--- Passage provided ---
+---+
A Couple of DIPs and a WIP

     Here's a quick update on the Morning Glory. I've stitched a bit of the background and am liking it much better this time around.
     I decided I should post what are slightly better images of the Gingko, It Is What It Is. I think these show the different blackwork leaves better.
     When I learned of Jean Hilton's death, I was shocked and saddened. Such a loss. I've been very slowly working on Turnberry Ridge, trying to learn on my own some of her wonderful stitches. This is a wonderful pattern to learn while doing, as she intended. The instructions are great, and she gives a lot of additional stitches that aren't used in the piece itself. Here is my beginning, and please keep in mind that although it's not the first piece of canvaswork I've done, I'm still are rank amateur.
+---+
--- Source material ---

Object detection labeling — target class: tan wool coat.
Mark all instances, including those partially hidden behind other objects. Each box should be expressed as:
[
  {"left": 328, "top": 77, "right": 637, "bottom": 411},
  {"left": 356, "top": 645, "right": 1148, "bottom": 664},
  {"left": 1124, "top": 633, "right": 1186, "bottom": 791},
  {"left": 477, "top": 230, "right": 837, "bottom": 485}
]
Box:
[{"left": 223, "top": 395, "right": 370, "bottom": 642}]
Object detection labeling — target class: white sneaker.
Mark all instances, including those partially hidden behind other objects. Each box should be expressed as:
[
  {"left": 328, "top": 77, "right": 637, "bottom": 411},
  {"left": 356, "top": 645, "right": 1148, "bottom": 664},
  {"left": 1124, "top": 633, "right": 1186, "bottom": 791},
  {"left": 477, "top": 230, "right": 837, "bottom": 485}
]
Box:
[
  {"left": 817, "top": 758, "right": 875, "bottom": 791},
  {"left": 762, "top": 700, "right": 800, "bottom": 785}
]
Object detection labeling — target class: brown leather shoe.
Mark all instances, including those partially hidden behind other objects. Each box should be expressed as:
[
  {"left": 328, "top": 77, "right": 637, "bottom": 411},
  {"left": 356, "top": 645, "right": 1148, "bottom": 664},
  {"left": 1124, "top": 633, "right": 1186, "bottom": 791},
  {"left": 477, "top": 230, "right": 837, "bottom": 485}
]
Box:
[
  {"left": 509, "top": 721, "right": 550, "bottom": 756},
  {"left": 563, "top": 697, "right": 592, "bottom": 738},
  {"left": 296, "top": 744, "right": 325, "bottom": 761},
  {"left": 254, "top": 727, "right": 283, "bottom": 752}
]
+---+
--- Directions ---
**a)** List the names of the stitching pieces mentioned in the stitching post.
**b)** Carry on the stitching post, picking up after its final sentence.
The records come from a separate source and are unrelated to the stitching post.

--- Answers given ---
**a)**
Morning Glory
Gingko, It Is What It Is
Turnberry Ridge

**b)**
5.02.2009

And so it begins

      Yesterday, I announced the final sale at Scarlet Thread. So begins the end of a brief chapter of my life. It's been a wonderful ride. I've met some of the nicest people I'll ever know, and I hope to continue to see them. Endings are never easy, and this is a particularly difficult one. I'm not sure what I'm going to do when I close and lock the door for the last time at the end of June. I've got a couple of months to figure that out.
    I mean, how hard can it be to reinvent myself once again?